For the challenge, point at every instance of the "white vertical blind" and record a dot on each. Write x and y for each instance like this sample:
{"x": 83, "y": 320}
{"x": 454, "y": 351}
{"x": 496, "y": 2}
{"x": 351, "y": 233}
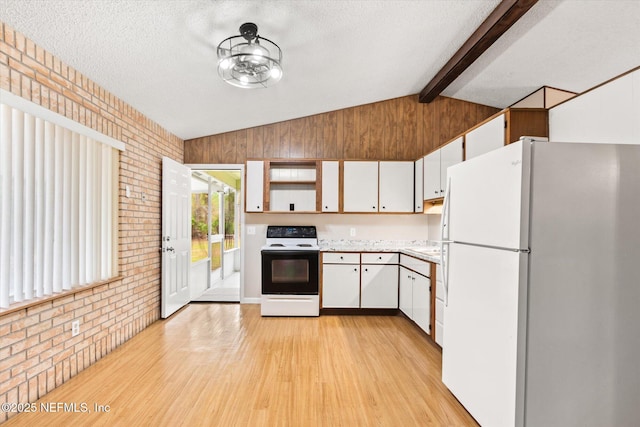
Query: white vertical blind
{"x": 58, "y": 194}
{"x": 5, "y": 200}
{"x": 17, "y": 180}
####
**Task description:**
Copy the records above word for word, leaving out the pictures.

**Final answer:**
For the challenge, point at every instance of the "white vertical blind" and record a dot on each. Write x and y for each instance like this sample:
{"x": 83, "y": 320}
{"x": 454, "y": 351}
{"x": 496, "y": 2}
{"x": 351, "y": 233}
Query: white vertical blind
{"x": 58, "y": 194}
{"x": 5, "y": 200}
{"x": 17, "y": 180}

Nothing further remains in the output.